DIRECTION - Convert the lines starting at the one containing "Exercise. Put one point on every instance of the woman's" and ending at the last line into a numbered list, leaving out any blank lines.

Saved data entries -
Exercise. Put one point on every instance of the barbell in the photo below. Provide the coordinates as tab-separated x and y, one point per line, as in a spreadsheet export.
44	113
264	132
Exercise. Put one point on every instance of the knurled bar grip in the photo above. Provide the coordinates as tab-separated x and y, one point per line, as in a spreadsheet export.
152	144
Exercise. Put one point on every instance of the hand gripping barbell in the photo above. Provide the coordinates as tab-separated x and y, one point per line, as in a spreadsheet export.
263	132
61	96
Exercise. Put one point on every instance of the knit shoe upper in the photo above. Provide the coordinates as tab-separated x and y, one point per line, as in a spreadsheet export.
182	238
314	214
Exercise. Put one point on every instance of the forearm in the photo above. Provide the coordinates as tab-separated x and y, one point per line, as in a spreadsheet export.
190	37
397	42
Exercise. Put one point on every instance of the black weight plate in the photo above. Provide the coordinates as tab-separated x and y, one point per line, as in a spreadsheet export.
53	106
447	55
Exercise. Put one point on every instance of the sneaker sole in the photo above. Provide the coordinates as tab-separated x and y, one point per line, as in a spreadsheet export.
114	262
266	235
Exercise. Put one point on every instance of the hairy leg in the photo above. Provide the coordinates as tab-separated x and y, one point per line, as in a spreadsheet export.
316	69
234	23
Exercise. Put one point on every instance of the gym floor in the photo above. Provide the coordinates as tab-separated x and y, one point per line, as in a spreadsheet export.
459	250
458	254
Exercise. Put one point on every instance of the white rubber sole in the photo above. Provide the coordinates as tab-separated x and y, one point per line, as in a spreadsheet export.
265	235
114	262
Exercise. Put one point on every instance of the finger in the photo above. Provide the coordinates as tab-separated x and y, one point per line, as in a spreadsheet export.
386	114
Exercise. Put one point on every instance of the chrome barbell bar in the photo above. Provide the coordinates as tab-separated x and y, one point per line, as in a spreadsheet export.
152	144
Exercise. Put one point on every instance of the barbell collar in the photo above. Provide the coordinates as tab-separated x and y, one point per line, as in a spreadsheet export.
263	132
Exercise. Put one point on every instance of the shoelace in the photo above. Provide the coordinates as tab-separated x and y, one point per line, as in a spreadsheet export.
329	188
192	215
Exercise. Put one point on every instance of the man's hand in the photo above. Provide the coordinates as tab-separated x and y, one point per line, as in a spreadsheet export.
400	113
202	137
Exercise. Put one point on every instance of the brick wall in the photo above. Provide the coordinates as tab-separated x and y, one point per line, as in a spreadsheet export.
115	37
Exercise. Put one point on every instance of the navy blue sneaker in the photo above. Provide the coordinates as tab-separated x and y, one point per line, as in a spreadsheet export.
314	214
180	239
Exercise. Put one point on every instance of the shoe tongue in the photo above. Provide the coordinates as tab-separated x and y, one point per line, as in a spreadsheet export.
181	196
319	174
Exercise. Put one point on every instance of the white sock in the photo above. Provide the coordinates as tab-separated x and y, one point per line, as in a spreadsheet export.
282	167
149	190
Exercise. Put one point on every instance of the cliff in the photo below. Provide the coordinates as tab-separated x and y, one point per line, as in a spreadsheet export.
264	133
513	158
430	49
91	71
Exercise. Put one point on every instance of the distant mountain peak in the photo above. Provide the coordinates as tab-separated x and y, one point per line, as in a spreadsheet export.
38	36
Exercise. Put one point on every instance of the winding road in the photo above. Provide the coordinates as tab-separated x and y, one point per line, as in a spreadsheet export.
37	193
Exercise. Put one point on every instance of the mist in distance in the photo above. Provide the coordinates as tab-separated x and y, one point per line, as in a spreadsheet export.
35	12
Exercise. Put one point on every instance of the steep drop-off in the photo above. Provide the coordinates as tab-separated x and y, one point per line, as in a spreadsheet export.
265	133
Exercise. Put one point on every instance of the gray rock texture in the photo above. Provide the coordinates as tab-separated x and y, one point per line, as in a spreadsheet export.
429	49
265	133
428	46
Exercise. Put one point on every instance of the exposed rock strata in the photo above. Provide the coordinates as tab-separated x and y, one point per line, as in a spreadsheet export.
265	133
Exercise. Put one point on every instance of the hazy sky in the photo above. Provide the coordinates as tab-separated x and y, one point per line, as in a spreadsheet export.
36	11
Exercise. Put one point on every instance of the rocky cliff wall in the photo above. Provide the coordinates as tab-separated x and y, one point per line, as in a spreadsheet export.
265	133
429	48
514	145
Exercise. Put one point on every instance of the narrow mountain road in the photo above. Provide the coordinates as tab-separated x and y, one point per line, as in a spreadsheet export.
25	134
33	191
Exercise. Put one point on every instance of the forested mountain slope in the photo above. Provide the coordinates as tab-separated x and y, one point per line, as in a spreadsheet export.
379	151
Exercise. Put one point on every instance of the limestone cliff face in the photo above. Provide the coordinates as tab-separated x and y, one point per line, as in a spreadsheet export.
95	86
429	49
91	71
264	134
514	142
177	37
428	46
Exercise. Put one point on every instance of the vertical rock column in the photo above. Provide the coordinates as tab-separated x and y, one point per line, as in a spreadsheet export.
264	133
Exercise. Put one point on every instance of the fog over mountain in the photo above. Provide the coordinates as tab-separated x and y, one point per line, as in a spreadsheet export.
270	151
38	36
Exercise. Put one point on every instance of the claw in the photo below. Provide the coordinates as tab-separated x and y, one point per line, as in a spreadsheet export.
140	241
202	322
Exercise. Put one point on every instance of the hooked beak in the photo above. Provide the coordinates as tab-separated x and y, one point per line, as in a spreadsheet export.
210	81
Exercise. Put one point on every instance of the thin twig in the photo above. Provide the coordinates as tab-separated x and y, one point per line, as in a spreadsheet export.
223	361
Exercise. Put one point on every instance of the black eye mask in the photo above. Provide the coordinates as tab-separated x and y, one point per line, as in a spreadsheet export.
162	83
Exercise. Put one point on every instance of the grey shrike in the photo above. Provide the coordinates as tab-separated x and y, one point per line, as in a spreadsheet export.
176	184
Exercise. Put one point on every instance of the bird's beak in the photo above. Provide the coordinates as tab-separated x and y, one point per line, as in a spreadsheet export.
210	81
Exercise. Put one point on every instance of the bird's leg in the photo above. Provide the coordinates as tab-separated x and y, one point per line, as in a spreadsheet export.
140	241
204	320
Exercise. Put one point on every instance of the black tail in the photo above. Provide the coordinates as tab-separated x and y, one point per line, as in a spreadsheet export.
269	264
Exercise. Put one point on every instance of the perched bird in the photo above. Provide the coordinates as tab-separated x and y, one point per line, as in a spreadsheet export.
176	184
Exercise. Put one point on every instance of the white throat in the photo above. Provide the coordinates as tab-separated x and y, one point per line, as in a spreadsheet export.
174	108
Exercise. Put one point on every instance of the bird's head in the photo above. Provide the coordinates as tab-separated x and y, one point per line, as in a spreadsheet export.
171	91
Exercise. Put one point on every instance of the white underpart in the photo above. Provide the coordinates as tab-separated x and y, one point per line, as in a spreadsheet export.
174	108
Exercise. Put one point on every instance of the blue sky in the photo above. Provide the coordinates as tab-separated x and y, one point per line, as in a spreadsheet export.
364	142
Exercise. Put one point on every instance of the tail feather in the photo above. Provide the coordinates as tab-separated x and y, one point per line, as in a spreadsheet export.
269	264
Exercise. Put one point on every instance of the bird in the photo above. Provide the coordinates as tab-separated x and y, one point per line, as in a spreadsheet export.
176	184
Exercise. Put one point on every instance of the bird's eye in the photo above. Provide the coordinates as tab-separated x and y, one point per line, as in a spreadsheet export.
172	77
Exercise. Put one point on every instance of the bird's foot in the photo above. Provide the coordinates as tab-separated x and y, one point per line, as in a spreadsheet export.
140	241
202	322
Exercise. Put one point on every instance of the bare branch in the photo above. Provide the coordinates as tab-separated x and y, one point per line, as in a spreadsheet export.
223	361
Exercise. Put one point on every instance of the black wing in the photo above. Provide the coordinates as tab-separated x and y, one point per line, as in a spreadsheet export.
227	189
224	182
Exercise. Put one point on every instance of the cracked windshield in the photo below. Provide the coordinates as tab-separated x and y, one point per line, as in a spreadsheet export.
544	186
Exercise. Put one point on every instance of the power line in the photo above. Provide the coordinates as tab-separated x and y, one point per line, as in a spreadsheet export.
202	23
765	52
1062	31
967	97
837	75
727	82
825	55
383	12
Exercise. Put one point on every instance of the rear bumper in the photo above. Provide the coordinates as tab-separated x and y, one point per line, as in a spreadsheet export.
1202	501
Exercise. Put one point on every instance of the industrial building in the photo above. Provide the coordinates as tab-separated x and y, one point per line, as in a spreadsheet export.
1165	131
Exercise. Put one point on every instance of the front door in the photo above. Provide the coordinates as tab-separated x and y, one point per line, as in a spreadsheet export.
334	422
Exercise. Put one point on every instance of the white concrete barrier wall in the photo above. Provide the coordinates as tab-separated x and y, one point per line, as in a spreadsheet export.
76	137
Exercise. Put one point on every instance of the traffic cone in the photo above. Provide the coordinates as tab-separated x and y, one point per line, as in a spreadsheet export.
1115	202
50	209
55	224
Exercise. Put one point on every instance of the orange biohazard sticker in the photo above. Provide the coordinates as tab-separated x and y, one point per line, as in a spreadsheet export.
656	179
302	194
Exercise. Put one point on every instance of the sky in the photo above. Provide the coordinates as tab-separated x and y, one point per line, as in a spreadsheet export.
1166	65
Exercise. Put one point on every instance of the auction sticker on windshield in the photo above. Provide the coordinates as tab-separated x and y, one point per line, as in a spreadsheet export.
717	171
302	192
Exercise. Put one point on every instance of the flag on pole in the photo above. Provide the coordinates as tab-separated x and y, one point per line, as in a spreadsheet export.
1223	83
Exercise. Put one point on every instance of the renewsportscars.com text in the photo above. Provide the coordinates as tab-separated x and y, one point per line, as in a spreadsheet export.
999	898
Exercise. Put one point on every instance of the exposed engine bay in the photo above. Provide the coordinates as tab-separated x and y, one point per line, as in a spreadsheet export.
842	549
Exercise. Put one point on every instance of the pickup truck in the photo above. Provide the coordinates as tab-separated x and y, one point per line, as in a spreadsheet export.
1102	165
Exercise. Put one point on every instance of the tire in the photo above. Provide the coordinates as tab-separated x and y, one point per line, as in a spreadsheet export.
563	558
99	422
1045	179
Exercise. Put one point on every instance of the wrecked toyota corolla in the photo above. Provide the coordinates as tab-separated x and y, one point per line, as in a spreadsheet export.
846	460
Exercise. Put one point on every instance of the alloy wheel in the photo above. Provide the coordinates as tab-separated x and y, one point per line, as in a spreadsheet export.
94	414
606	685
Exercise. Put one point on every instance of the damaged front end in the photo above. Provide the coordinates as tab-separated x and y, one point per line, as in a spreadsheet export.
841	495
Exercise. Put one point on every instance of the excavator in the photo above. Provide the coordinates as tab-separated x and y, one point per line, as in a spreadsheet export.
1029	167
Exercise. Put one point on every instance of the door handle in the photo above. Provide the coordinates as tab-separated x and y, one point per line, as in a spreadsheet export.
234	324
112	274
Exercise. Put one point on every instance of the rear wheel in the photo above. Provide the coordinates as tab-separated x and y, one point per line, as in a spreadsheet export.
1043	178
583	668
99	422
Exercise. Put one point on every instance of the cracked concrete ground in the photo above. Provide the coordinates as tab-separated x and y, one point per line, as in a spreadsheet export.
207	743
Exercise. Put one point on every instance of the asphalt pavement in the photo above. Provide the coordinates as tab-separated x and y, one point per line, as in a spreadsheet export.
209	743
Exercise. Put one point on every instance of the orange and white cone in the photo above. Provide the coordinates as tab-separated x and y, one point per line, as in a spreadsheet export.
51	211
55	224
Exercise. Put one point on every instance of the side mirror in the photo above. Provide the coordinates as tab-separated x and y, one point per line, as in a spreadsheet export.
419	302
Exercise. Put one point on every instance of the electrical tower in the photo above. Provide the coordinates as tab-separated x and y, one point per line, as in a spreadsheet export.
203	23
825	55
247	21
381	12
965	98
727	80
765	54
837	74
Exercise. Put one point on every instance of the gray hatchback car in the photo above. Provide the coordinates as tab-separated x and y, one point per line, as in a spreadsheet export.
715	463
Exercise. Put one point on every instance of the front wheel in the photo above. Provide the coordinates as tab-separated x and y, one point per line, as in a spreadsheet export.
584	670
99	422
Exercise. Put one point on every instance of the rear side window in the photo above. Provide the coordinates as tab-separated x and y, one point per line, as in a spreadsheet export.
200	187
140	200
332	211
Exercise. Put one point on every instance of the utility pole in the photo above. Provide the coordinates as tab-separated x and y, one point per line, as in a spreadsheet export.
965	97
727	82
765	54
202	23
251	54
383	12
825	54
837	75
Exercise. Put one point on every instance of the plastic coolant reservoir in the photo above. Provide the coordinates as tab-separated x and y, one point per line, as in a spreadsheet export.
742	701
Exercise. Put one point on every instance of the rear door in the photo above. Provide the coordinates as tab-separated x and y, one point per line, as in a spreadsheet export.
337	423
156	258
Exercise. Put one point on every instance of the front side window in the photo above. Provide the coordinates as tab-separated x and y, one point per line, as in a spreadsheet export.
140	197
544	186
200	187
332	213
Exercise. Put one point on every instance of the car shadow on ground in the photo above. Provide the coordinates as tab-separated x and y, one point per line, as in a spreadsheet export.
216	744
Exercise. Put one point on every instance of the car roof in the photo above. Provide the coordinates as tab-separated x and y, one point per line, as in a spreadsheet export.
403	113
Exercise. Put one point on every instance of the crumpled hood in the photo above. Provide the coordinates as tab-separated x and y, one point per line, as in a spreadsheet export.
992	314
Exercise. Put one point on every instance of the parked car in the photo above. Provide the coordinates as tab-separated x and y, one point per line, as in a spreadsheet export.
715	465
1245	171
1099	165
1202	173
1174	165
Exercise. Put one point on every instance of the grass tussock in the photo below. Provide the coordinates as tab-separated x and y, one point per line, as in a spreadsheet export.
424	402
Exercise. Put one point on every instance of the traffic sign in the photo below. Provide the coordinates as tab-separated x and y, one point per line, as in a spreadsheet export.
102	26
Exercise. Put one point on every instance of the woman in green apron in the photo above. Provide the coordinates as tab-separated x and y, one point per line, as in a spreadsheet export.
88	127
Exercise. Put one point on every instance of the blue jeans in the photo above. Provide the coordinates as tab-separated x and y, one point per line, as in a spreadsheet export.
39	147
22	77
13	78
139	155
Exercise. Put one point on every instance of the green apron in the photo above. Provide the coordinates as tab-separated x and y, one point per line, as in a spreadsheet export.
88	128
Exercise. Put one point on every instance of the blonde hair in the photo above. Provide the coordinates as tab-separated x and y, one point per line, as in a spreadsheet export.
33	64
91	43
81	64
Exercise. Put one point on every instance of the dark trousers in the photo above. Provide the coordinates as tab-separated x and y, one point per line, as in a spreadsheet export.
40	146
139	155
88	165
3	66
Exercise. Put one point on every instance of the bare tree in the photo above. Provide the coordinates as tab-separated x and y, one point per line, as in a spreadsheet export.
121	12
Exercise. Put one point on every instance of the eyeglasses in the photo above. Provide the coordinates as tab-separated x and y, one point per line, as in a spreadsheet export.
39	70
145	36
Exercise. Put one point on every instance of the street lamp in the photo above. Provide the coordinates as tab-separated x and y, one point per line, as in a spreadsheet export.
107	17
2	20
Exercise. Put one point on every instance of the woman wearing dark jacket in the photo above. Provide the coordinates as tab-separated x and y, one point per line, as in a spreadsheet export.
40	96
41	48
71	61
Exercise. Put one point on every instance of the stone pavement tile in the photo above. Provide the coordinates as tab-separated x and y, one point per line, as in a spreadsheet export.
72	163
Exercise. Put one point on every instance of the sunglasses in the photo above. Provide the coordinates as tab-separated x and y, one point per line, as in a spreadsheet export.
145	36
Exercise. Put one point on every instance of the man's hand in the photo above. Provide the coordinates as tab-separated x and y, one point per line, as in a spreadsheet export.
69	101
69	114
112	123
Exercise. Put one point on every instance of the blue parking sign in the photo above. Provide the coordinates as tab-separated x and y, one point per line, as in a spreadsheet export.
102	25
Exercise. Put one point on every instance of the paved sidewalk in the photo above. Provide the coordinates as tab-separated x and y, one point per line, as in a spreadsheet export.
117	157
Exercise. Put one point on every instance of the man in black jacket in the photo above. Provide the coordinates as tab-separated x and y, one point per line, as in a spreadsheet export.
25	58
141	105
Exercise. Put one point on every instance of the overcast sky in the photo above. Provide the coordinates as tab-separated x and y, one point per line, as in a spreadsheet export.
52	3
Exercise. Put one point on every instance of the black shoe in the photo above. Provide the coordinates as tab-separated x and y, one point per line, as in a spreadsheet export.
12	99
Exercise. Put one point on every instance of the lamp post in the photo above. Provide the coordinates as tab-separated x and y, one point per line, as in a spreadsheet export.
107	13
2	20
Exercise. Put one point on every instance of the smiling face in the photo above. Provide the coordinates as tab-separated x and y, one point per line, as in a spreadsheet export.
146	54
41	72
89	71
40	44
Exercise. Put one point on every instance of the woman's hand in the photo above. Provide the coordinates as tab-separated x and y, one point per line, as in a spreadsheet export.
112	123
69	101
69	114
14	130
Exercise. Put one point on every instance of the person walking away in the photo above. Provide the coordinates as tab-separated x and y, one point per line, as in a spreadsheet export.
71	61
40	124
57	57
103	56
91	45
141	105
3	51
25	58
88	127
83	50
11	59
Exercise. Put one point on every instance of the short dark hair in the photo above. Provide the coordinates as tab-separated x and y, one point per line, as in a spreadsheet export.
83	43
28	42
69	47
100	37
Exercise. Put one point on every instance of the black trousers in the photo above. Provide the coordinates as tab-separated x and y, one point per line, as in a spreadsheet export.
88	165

THE ANSWER -
1. Exercise. Put one point on every instance of the woman's hand in the photo above. Provide the coordinates as tab-separated x and y, one point per line, as in a spreadsheet export.
2. 112	123
3. 69	101
4. 69	114
5. 14	130
6. Exercise. Put one point on every instance of the person walking away in the photo above. Provide the coordinates as tab-separated x and y, one point per line, as in a spreadsheet export.
7. 71	61
8. 40	124
9. 57	57
10. 103	56
11. 91	45
12. 141	105
13. 3	51
14. 25	58
15. 88	127
16. 83	50
17. 11	59
18. Exercise. Put one point on every instance of the short dark hair in the photo above. Provide the coordinates as tab-separated x and y, one point per line, as in a spreadsheet export.
19. 83	43
20. 28	42
21. 69	47
22. 100	37
23. Exercise. Put one point on every instance of the black trousers in the photo above. Provide the coordinates as tab-separated x and y, one point per line, as in a spreadsheet export.
24. 88	165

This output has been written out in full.